● EXERCISE OBJECTIVE
Please list every line in the items below that contains the word "carpenter".

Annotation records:
— START —

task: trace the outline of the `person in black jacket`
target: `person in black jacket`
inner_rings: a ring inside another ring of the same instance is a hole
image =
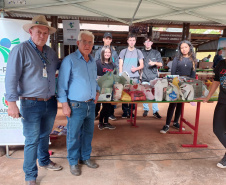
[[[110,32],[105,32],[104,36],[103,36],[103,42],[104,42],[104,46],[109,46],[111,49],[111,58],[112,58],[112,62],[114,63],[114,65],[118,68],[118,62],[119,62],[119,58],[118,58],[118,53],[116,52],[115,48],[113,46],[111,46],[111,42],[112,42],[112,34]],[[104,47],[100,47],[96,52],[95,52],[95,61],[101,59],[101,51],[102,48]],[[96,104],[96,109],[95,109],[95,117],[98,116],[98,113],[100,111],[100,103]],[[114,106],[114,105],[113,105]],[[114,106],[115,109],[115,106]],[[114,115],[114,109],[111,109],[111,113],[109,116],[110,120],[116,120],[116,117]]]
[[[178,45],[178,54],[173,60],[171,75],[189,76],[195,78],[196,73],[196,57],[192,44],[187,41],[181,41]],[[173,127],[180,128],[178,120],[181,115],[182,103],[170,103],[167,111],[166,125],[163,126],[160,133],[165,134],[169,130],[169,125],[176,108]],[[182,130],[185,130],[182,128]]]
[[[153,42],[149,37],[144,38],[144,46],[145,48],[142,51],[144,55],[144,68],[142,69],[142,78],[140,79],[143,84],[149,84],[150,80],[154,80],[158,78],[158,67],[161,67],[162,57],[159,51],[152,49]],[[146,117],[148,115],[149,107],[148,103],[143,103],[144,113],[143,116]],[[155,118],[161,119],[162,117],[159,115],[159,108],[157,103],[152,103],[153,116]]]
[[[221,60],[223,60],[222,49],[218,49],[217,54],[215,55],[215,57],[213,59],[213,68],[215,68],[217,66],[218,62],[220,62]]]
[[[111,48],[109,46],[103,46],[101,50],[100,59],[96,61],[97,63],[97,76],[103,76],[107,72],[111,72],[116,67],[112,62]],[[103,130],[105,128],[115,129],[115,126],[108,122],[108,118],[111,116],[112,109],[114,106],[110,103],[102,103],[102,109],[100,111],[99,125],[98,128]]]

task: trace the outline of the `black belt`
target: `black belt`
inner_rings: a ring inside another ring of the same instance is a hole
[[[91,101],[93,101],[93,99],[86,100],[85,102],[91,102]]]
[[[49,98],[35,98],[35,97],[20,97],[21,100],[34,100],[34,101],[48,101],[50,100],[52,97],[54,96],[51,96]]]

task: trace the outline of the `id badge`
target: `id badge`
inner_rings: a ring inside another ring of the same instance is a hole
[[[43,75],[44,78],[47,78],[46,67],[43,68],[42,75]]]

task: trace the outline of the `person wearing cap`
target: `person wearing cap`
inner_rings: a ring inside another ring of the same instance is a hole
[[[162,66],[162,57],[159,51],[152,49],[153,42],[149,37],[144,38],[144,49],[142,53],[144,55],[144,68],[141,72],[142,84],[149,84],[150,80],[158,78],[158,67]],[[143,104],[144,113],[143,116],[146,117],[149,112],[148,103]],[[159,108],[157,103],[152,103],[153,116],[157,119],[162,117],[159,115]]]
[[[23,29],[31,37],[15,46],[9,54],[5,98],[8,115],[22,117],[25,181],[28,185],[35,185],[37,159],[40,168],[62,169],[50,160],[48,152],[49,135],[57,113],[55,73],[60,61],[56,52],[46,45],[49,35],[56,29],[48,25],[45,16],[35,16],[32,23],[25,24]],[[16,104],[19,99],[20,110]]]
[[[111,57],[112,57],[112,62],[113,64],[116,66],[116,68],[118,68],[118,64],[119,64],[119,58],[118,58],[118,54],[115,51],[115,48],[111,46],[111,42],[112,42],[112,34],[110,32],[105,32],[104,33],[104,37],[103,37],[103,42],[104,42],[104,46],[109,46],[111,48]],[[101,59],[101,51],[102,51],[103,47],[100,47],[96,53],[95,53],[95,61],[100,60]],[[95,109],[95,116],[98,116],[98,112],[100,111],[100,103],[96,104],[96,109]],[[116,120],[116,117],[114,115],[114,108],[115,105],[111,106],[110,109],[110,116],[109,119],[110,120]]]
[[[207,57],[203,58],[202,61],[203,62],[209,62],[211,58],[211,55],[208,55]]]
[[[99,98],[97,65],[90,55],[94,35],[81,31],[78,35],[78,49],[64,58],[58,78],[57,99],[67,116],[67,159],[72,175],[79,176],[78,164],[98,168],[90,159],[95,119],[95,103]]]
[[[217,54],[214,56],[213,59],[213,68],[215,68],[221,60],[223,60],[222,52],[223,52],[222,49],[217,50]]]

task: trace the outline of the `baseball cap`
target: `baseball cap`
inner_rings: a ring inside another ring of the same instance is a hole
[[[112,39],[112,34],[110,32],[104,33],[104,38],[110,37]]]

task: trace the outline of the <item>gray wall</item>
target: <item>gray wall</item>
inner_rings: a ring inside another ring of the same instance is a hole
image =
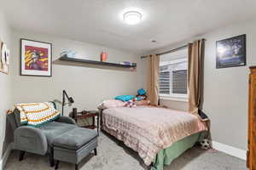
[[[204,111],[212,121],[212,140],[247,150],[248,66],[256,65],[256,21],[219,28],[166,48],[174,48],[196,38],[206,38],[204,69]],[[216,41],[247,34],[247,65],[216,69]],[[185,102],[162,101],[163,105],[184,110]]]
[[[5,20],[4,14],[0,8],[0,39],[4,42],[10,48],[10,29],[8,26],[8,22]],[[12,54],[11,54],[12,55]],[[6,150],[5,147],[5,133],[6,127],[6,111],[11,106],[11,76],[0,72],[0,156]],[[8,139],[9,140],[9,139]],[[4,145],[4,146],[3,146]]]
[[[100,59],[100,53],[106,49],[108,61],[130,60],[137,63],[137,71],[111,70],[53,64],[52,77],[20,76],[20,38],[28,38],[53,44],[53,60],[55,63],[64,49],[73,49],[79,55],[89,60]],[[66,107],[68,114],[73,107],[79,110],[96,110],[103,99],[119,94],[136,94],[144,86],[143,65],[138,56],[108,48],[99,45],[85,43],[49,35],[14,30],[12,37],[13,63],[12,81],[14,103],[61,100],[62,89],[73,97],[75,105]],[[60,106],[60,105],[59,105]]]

— END —
— START —

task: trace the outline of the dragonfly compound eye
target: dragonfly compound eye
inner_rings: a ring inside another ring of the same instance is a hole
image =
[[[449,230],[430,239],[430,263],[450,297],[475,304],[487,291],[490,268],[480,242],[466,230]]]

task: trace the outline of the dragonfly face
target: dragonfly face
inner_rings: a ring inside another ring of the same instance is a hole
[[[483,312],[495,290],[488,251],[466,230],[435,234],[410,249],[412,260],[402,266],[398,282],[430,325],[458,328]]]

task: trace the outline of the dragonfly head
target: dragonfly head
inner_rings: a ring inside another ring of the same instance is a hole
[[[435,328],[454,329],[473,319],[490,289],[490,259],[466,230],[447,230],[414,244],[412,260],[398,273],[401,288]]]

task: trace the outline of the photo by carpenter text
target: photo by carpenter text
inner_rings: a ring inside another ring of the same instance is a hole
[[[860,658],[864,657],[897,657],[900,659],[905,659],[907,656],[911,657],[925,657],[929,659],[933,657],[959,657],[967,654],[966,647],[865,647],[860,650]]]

— END —

● FINISHED TASK
task: trace the outline of the photo by carpenter text
target: photo by carpenter text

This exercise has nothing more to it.